Stichting X verkrijgt op 14 juni 2013 een onroerende zaak met een woonbestemming. De onroerende zaak is in gebruik als hospice. In geschil is het tarief voor de overdrachtsbelasting. Rechtbank Noord-Holland oordeelt dat een hospice niet is aan te merken als een woning. De rechtbank wijst daarbij op een arrest van de Hoge Raad waarin de Hoge Raad, voor de toepassing van art. 220e Gemeentewet, oordeelt dat bij een hospice geen sprake is van een als wonen aan te merken verblijf van duurzame aard. Hof Amsterdam oordeelt dat het begrip ‘woning', voor de toepassing van art. 14 WBR, op zichzelf moet worden beoordeeld. Vervolgens stelt het hof vast dat de onroerende zaak in casu de kenmerken van een woning heeft, en dat er geen sprake is van een verzorgingsinstelling. De staatssecretaris gaat in cassatie.

#### [Fragmenten uit gegevens]
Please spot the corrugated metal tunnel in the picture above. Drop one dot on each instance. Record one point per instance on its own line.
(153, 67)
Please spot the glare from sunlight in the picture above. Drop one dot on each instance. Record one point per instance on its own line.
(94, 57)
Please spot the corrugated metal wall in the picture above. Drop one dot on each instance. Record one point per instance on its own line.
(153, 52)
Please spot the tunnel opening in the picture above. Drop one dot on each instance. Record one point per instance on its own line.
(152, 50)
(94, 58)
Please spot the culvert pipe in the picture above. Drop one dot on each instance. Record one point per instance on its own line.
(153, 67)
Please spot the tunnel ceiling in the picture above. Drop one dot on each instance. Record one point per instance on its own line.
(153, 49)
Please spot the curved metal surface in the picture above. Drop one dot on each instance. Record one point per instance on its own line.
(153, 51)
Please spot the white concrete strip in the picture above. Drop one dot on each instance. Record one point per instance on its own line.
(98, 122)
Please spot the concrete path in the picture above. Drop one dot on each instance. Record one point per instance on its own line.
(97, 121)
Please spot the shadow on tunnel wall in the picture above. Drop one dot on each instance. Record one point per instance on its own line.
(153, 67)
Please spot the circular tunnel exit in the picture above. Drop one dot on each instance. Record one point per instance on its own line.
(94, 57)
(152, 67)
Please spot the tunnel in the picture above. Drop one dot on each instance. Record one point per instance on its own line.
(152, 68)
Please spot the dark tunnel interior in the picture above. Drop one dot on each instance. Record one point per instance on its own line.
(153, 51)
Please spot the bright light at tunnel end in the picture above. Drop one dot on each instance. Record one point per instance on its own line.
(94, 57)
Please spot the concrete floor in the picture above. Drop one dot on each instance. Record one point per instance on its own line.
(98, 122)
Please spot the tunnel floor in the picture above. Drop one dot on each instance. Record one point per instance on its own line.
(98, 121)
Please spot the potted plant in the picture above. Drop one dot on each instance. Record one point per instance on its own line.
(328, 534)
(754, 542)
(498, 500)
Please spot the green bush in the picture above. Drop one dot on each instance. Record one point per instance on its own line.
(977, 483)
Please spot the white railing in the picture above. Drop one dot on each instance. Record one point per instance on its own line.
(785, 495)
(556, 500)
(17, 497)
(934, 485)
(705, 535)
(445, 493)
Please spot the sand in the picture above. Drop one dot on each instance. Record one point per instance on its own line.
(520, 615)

#### [Opdracht 1]
Zet de alinea die begint met "Stichting X verkrijgt" uit de tekst over de hospice om in een beknopte opsomming met de belangrijkste feiten.
#### [Opdracht 2]
Ga verder met de tekst over de hospice, te beginnen na de zin "De staatssecretaris gaat in cassatie."
De gegevens hebben hier niets mee te maken.

#### [Antwoord 1]
- Stichting X verwerft op 14 juni 2013 een onroerende zaak met een woonbestemming die als hospice in gebruik is.
- Het geschil gaat over het tarief van de overdrachtsbelasting.
- Rechtbank Noord-Holland: een hospice is geen woning. De rechtbank verwijst naar een arrest van de Hoge Raad over art. 220e Gemeentewet, waarin bij een hospice geen sprake is van een als wonen aan te merken verblijf van duurzame aard.
- Hof Amsterdam: het begrip 'woning' moet voor art. 14 WBR op zichzelf worden beoordeeld. De onroerende zaak heeft de kenmerken van een woning en is geen verzorgingsinstelling.
- De staatssecretaris gaat in cassatie.

#### [Antwoord 2]
De Hoge Raad oordeelt dat er, gezien de kenmerken van het pand, sprake is van een pand dat naar zijn aard is bestemd om dienst te doen als een verzorgingsinstelling. Er is dan geen sprake van een woning in de zin van art. 14 lid 2 WBR. De Hoge Raad acht niet van belang dat de benodigde zorg niet is begrepen in de huurprijs die aan de bewoners in rekening wordt gebracht. Ook is niet van belang dat X geen artsen, verpleegkundigen, schoonmakers en ander gekwalificeerd personeel in dienst heeft. Dat het hospice niet een ‘verpleeginrichting' is, is ook niet van belang. De Hoge Raad bevestigt de uitspraak van de rechtbank.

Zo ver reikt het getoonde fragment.